### YOUR ASSIGNMENT
What do the lines from the one containing "Reviewer check: make sure each instance of the curb" through the end of the entries say? Quote them exactly, and only them.

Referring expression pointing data
————

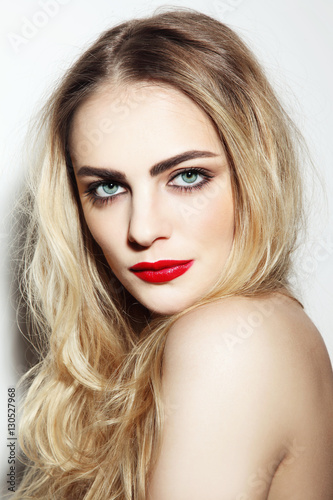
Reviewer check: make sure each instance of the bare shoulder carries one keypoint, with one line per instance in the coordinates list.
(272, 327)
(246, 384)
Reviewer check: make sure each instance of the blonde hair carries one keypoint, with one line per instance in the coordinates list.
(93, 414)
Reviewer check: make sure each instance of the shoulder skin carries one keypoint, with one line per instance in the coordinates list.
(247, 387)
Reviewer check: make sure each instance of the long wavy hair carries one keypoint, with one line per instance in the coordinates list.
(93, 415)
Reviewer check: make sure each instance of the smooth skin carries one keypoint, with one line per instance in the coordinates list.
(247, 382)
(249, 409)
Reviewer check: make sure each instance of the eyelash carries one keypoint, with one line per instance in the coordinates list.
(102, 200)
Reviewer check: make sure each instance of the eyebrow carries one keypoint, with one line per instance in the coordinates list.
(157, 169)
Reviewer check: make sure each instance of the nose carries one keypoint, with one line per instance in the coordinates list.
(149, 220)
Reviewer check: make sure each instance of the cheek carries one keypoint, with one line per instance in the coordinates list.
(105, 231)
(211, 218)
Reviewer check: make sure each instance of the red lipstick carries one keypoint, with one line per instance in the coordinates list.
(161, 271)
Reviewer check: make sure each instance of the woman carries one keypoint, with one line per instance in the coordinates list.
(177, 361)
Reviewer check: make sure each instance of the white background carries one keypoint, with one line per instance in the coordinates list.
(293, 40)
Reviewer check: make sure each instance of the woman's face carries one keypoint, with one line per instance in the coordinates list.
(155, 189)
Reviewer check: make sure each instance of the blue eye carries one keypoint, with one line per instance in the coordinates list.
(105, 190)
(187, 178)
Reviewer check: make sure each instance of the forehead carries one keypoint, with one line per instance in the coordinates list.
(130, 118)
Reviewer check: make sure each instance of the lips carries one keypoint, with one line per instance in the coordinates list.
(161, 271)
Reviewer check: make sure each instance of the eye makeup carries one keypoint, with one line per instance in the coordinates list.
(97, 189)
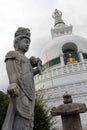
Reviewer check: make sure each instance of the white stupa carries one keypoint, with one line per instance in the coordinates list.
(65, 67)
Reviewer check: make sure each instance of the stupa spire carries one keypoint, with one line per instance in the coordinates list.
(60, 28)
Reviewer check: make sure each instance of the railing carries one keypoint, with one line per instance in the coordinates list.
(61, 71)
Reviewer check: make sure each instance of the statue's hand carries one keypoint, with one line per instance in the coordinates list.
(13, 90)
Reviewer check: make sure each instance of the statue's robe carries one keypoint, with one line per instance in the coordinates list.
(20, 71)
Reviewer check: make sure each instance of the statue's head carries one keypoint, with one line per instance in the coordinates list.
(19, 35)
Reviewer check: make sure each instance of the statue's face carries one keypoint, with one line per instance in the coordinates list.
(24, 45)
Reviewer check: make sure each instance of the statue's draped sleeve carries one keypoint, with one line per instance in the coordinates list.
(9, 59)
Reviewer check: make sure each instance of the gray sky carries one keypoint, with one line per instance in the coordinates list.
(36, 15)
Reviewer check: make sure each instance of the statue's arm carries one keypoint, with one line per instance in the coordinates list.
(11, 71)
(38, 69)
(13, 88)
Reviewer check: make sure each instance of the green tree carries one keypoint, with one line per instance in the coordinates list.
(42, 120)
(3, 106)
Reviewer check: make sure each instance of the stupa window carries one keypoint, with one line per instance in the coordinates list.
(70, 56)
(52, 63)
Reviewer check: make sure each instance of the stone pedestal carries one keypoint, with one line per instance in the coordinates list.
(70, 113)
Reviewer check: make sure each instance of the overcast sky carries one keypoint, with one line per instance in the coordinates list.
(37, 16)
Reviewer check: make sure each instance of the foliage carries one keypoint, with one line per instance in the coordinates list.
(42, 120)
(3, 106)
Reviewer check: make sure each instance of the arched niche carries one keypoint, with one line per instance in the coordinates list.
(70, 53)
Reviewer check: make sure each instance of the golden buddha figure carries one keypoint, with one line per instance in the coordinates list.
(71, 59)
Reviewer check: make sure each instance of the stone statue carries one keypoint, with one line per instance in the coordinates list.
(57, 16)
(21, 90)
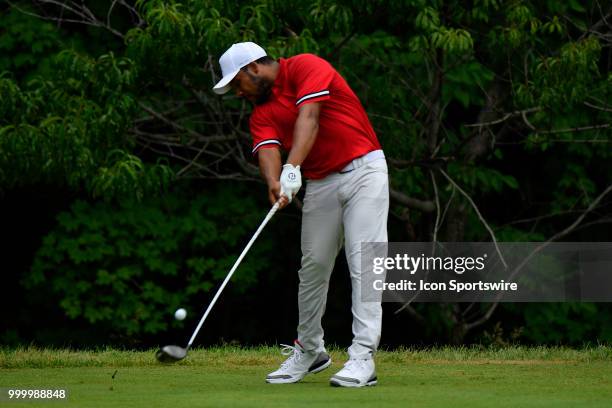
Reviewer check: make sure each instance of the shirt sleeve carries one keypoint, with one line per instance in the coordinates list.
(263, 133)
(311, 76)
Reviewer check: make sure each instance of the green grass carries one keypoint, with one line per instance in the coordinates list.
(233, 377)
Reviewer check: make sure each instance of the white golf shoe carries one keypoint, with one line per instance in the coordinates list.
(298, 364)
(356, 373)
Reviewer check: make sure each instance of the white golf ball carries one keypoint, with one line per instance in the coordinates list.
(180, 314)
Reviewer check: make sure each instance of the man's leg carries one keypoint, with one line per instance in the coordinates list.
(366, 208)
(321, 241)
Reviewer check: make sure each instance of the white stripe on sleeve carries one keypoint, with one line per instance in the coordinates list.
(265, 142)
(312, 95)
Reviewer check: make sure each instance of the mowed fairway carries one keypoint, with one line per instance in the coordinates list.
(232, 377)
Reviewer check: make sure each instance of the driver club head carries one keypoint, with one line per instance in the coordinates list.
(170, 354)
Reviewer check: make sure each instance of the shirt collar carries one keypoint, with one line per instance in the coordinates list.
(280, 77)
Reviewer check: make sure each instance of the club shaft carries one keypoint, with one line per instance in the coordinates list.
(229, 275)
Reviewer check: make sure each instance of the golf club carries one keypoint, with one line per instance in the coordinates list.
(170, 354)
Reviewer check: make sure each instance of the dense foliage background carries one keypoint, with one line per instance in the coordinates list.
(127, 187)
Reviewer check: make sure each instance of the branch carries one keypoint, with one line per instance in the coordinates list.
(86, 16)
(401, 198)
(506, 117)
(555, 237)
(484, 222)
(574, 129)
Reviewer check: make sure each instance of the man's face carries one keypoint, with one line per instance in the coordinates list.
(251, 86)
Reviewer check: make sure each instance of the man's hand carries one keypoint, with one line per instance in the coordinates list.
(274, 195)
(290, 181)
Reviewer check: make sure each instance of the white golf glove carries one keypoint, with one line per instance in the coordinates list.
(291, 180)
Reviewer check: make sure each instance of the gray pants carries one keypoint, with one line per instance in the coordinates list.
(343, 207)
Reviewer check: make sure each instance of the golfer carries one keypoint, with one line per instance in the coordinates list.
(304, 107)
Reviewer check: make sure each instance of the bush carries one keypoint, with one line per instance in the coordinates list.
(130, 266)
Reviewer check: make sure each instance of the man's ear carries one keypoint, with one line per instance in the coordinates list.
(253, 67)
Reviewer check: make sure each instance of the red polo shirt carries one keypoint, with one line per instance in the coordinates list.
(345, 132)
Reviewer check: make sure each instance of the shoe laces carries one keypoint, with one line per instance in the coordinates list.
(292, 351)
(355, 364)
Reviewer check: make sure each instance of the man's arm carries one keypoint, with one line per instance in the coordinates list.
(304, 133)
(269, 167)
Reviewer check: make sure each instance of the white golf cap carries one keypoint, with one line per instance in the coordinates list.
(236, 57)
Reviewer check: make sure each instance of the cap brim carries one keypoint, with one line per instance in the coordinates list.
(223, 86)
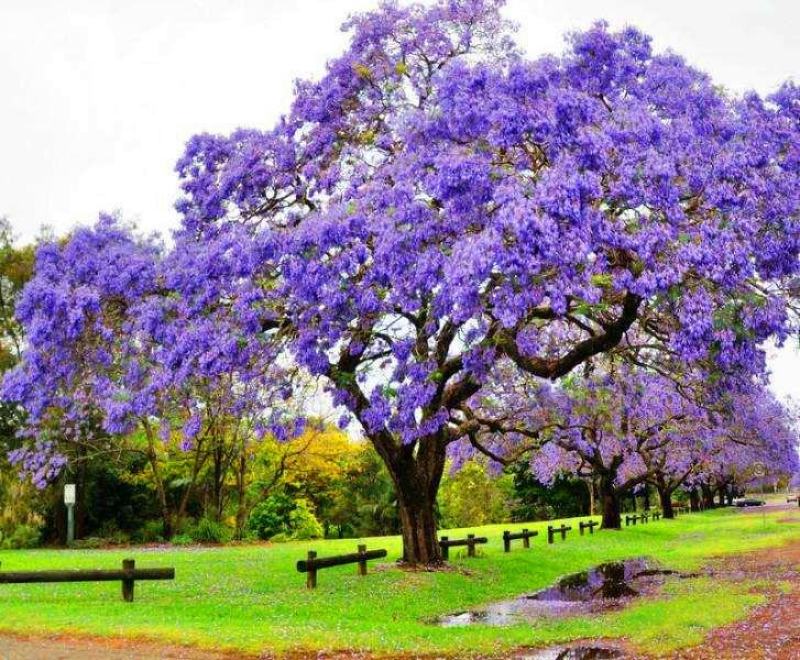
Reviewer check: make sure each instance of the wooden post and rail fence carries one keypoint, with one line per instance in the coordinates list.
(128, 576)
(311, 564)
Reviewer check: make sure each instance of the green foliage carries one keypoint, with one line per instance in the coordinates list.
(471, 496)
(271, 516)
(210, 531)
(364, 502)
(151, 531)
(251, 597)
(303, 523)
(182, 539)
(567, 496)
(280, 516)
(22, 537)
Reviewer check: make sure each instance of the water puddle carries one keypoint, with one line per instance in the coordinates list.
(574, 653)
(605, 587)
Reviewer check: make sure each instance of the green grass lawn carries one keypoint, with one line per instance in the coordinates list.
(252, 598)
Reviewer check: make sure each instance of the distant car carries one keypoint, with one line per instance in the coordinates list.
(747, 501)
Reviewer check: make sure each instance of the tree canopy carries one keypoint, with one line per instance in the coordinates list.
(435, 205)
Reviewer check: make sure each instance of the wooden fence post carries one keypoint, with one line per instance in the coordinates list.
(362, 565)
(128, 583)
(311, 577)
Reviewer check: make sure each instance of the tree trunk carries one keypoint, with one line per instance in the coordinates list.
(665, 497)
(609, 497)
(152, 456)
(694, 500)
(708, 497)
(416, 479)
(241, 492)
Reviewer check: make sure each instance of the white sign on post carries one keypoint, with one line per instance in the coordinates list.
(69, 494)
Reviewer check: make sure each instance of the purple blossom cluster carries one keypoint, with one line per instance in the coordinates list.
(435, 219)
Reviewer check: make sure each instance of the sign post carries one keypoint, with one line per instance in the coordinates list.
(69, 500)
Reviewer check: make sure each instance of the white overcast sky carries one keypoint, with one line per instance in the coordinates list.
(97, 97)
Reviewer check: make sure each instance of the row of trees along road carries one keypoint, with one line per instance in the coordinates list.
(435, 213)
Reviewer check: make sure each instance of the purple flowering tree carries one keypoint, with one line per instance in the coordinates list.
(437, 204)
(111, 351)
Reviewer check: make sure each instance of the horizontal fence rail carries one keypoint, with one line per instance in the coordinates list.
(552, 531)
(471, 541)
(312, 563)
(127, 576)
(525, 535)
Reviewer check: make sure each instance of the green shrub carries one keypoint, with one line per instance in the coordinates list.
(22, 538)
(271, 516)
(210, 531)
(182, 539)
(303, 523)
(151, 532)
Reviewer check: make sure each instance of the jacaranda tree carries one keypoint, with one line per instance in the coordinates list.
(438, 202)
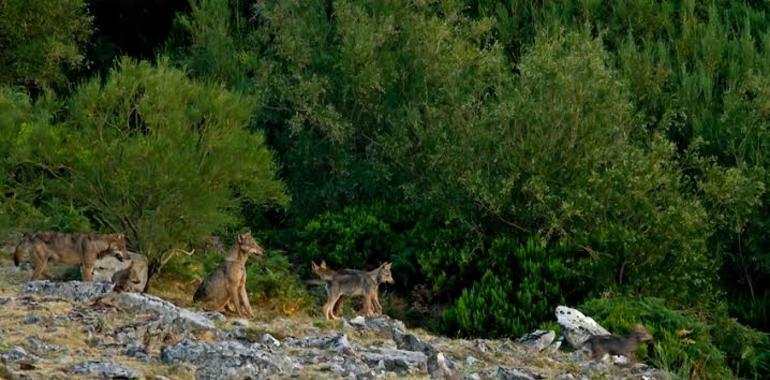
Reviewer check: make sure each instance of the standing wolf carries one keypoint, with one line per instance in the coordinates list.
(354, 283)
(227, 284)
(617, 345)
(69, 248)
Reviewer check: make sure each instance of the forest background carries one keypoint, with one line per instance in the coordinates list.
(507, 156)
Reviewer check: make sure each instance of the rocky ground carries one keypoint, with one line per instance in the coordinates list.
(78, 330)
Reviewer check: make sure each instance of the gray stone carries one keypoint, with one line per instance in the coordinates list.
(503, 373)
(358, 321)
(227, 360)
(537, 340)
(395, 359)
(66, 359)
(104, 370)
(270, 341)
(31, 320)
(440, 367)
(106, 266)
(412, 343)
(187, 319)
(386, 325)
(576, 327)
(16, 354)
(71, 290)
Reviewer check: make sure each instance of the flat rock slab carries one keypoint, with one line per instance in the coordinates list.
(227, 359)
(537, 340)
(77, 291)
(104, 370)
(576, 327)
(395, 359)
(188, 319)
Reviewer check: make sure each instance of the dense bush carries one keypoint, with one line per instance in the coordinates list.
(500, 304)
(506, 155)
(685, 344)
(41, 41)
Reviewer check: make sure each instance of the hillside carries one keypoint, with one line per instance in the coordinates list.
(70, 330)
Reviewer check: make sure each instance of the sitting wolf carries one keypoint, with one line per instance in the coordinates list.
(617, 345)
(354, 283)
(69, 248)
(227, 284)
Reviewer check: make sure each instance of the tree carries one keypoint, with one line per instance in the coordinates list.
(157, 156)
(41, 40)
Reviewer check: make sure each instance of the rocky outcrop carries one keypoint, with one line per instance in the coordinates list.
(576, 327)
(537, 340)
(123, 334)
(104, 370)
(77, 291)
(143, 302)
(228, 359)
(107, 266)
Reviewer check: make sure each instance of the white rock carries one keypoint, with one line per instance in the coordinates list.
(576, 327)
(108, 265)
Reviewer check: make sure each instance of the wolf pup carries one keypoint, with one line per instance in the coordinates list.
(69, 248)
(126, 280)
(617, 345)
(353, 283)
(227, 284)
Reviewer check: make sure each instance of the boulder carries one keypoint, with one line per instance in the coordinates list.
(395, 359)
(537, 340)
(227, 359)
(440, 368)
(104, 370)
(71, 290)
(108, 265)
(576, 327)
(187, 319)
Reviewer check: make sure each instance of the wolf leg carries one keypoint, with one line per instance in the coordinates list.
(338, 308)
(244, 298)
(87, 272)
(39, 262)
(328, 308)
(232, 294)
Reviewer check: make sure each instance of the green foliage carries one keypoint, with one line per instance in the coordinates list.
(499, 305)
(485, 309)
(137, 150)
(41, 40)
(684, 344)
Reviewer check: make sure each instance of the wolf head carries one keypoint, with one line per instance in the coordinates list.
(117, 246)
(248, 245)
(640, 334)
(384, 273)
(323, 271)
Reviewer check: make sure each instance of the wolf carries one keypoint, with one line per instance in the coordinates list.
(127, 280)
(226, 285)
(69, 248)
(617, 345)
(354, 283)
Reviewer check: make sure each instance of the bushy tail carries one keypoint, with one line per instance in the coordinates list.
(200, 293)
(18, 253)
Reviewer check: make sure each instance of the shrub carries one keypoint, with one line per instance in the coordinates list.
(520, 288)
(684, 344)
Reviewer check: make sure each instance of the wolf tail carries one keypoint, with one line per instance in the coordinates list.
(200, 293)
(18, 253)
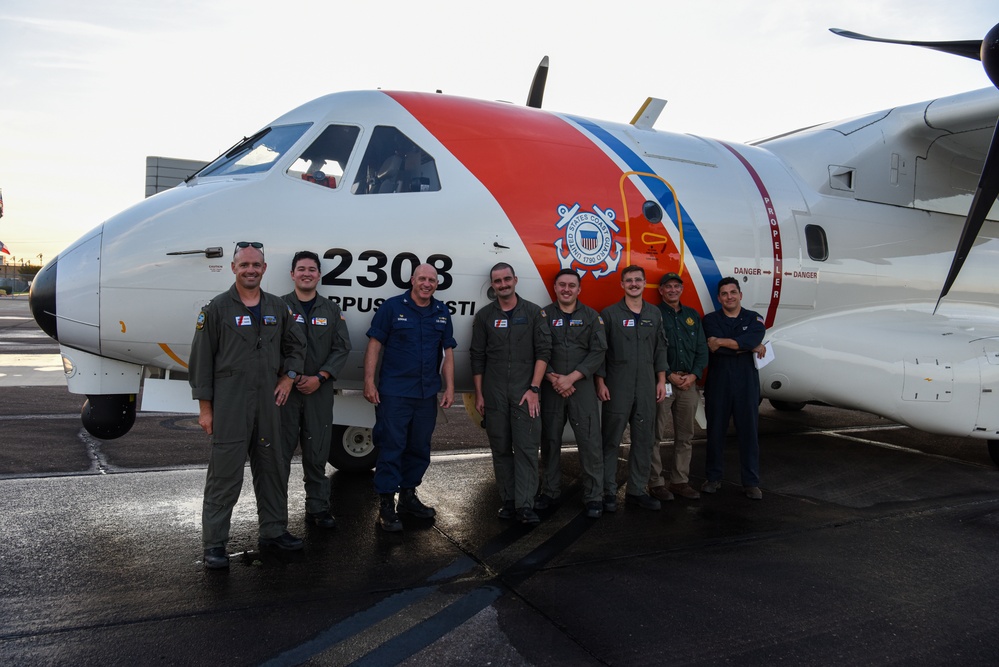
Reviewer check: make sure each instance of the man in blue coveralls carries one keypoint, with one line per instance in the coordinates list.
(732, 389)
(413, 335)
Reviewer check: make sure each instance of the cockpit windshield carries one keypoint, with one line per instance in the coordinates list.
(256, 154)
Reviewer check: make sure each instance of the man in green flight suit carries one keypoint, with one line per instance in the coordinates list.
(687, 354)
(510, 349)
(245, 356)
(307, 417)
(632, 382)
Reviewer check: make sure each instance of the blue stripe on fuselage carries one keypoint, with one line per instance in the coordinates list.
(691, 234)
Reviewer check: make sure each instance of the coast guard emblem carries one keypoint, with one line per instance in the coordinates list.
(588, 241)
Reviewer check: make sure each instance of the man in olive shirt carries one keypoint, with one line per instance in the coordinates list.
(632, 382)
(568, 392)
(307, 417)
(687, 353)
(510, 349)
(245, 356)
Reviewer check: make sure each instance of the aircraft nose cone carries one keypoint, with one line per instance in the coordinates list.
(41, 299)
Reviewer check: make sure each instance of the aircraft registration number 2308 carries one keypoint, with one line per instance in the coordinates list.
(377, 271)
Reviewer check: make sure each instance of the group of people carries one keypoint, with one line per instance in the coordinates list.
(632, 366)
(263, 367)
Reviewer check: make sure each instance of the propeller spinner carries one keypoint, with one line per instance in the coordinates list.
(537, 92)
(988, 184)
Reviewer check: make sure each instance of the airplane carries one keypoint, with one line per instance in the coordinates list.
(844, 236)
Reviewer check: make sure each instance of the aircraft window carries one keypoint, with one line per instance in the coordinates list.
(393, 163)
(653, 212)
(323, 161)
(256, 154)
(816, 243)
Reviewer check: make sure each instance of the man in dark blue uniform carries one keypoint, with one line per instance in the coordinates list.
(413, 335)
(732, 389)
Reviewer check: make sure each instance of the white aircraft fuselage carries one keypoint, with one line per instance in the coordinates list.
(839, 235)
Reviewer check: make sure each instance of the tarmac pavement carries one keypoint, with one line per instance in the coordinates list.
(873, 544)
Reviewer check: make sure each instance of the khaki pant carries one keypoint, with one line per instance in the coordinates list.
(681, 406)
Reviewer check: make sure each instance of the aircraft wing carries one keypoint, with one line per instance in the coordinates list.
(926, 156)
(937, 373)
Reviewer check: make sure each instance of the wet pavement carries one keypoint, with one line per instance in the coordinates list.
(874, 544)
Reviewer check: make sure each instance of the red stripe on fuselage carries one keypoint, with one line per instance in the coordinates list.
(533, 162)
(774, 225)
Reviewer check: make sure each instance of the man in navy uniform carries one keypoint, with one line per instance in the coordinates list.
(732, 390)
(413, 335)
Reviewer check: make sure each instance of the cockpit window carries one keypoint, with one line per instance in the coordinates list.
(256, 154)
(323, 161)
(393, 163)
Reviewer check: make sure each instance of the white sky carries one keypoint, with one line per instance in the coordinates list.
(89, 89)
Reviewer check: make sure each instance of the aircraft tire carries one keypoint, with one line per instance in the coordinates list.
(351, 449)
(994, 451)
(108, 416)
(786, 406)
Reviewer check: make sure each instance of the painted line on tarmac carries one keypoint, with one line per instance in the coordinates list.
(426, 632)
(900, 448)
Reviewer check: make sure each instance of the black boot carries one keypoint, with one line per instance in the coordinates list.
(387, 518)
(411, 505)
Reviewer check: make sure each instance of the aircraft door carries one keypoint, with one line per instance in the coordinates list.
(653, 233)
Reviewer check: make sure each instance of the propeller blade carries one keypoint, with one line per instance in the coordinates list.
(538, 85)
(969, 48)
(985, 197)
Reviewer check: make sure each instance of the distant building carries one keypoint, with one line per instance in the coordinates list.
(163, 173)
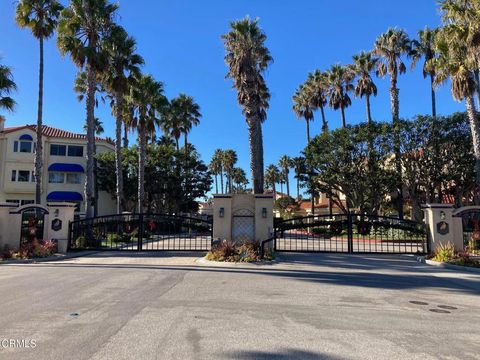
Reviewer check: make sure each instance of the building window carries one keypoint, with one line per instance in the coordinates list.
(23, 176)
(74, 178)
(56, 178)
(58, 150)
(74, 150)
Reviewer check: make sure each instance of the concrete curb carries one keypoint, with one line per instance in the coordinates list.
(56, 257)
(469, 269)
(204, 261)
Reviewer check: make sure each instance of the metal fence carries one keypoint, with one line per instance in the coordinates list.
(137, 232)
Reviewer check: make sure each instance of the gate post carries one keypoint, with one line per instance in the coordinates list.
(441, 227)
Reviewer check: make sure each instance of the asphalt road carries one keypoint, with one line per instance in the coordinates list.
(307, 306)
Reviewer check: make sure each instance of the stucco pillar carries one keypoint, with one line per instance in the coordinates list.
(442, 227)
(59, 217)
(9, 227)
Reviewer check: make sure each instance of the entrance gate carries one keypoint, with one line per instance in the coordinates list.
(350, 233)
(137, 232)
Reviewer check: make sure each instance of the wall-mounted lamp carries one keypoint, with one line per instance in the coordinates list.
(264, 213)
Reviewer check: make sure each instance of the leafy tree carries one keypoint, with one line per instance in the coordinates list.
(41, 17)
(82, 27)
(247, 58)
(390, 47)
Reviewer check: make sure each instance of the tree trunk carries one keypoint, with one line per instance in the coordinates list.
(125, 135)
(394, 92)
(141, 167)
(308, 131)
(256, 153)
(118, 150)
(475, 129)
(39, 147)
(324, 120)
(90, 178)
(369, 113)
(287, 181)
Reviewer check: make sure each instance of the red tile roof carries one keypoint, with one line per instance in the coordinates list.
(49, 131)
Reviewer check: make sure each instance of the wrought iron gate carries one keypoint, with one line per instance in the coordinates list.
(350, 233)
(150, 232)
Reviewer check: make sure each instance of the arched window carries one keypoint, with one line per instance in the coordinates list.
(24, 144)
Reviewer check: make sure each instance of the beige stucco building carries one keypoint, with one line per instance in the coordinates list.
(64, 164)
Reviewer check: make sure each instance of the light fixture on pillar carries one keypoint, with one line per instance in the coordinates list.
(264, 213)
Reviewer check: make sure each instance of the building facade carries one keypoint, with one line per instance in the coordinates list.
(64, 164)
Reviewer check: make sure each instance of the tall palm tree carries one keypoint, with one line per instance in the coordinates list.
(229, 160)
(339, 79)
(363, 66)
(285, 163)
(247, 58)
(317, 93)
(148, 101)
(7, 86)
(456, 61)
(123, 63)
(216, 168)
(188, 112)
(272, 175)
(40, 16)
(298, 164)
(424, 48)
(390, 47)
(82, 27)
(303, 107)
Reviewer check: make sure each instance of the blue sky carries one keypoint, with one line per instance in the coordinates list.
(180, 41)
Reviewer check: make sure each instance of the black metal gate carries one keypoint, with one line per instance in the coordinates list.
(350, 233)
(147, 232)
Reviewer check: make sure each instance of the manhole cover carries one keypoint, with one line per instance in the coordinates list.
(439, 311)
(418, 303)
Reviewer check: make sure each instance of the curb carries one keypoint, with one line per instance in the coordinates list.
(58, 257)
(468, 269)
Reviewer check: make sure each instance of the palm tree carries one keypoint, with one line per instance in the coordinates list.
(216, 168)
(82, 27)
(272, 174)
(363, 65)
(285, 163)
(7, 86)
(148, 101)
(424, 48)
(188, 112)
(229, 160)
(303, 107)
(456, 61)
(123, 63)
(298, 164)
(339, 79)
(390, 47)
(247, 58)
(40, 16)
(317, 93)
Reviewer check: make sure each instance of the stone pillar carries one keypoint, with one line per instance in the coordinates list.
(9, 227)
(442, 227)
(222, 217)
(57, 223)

————

### REPLY
Reviewer check: make sure each instance of the curb carries one keypoint, with one line per instance in the coordinates list.
(58, 257)
(468, 269)
Reviewer check: make sure each instance of the palm tree carries one keypoint, with one line per instance in the coordinates list.
(216, 168)
(82, 27)
(272, 174)
(363, 65)
(285, 163)
(7, 86)
(148, 101)
(424, 48)
(188, 112)
(229, 160)
(303, 107)
(456, 61)
(123, 63)
(298, 164)
(339, 79)
(390, 47)
(247, 58)
(40, 16)
(317, 93)
Reviewer check: make sure each instance of the stone pillar carries one keypoint, with one line per instance in the coordinates list.
(9, 227)
(442, 227)
(222, 217)
(57, 223)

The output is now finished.